* [Exercise task]: Continue the article about the 2008 Telugu film Pourudu, starting after its last sentence.

* [Article]:
========

- Film poster
- Directed by: Raj Aditya
- Written by: Raj Aditya Marudhuri Raja (Dialogues)
- Produced by: Supriya Yarlagadda
- Starring: Sumanth Kajal Aggarwal
- Cinematography: Sudhakar Reddy Yakkanti
- Edited by: Marthand K. Venkatesh
- Music by: Mani Sharma
- Production companies: SS Creations Annapurna Studios (Presents)
- Release date: 13 January 2008;
- Country: India
- Language: Telugu

= Pourudu =

Pourudu is a 2008 Telugu language action thriller film written and directed by Raj Aditya. The film stars Sumanth and Kajal Aggarwal, while Suman, Nassar, Brahmanandam, Ali, Subbaraju, and Kota Srinivasa Rao play supporting roles. The film was produced by Sumanth's sister, Supriya, under the S.S. Creations banner. The music score was by Mani Sharma with cinematography by Sudhakar Yekkanti. The film released on 13 January 2008. It was a moderate success at the box office, having a run of 100 days in a couple of centers. The film was later dubbed into Hindi as Giraftaar: The Man on a Mission in 2008.

========

Data items:
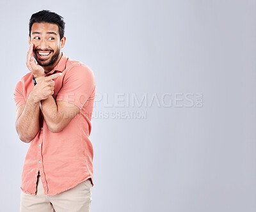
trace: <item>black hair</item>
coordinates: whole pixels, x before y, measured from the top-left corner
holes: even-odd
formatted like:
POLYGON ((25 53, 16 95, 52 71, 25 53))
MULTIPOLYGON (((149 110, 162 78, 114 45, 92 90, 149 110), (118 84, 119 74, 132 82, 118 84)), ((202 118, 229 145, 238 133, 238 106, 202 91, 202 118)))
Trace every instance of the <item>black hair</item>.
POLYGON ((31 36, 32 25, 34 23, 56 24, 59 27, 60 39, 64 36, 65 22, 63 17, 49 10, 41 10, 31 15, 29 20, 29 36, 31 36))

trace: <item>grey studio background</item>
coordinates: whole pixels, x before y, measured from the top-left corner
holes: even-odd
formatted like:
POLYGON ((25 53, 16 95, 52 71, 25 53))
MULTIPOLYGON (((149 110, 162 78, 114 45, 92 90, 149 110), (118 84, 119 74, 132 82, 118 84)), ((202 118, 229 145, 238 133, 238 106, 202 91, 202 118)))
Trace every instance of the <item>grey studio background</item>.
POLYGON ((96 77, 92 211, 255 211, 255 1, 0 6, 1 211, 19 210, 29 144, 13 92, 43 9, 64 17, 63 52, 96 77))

========

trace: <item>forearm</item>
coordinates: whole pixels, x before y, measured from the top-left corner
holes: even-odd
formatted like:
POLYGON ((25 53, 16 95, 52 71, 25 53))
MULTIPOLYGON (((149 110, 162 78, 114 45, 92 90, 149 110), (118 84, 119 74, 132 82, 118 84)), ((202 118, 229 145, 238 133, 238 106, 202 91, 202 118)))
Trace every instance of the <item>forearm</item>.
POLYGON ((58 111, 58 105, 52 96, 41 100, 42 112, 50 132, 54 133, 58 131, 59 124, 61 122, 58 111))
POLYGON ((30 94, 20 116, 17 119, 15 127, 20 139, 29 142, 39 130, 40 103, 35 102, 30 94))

========

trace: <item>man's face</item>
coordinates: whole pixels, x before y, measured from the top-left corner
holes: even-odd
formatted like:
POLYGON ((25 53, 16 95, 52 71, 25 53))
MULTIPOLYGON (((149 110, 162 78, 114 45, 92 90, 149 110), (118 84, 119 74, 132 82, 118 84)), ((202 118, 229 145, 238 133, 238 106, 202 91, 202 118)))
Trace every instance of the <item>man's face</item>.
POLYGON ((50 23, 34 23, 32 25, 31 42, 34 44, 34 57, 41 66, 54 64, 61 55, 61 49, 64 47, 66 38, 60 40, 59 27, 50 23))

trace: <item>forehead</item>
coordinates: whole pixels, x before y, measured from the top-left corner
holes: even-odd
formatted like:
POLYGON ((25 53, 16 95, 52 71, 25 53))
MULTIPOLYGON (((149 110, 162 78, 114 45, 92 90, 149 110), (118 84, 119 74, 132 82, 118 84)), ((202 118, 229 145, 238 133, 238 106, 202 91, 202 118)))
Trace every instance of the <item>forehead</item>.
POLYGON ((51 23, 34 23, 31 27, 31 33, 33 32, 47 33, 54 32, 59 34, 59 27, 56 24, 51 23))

========

* [Response]:
==Plot==
Ajay completes his college degree and prepares for the IAS examination. His father Pandu works as a right hand under a powerful mafia leader named Jakeer Bhai. Kasi runs a rival gang in the same city along with his son. Though Pandu is a gangster, his son Ajay has different and more law-abiding aspirations. He concentrates on his studies and completes his IPS preliminaries. At the same time, he is a martial arts expert. Although he does not agree with his father's allegiance to Jakeer Bhai and the criminal world, he still loves him. Ajay and Samyukta, a student at a dance school, fall in love. At this juncture, Hussain takes charge as a CI and tries to nab Jakeer Bhai, Pandu, and Kasi. Unfortunately, he is not able to do so because of their political influence. In an ensuing conflict between Pandu and Kasi's son, the former's life is in danger. Knowing this, Ajay gets involved in the fight and saves his father. Hussain arrests both Pandu and Ajay subsequently. Pandu later learns that Jakeer Bhai is more evil than he is pretending to be and decides to leave him. Not liking this, Jakeer Bhai has Pandu killed by Kasi and his son. Jakeer Bhai wants to control the city, so he asks Ajay to kill Kasi and his son. Ajay then quits his ambition to become an IAS officer to avenge his father's death. In the end, he kills Jakeer Bhai. Hussain makes everyone believe that all those who are killed by Ajay died in a mafia gang war. He then helps Ajay attend the IAS main exams as he wishes. The film ends with the reunion of Samyukta and Ajay.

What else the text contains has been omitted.